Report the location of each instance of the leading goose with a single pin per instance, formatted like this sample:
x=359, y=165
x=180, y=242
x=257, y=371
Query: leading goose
--
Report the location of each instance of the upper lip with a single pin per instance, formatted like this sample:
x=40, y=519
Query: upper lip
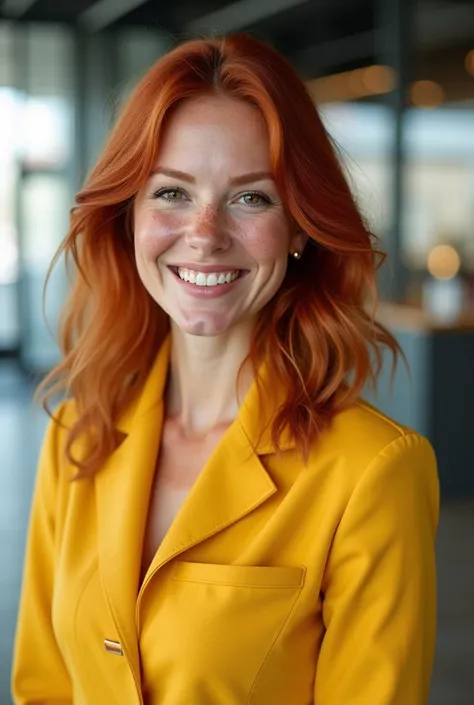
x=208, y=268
* * *
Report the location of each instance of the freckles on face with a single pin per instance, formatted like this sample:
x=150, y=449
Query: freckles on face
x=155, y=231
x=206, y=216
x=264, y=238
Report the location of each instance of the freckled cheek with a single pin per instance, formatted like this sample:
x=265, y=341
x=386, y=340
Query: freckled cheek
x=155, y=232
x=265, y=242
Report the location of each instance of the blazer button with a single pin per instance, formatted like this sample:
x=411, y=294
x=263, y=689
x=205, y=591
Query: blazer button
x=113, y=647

• [Énoncé] Restituez sous forme de liste JSON de chaînes le passage des entrées qui va de la ligne contenant « Report the location of each instance of the freckled » jusqu'à la ligne contenant « x=113, y=647 », ces deux lignes incluses. Mettez une chaîne par ligne et omettez les lignes vides.

• [Corrigé]
[
  "Report the location of each instance of the freckled cheek with a single pin per instance, formatted like this sample:",
  "x=265, y=341",
  "x=386, y=340",
  "Query: freckled cheek",
  "x=155, y=232",
  "x=265, y=242",
  "Report the location of each instance of the blazer button with a single pin per instance, formatted like this sample:",
  "x=411, y=294",
  "x=263, y=689",
  "x=205, y=591",
  "Query: blazer button",
  "x=113, y=647"
]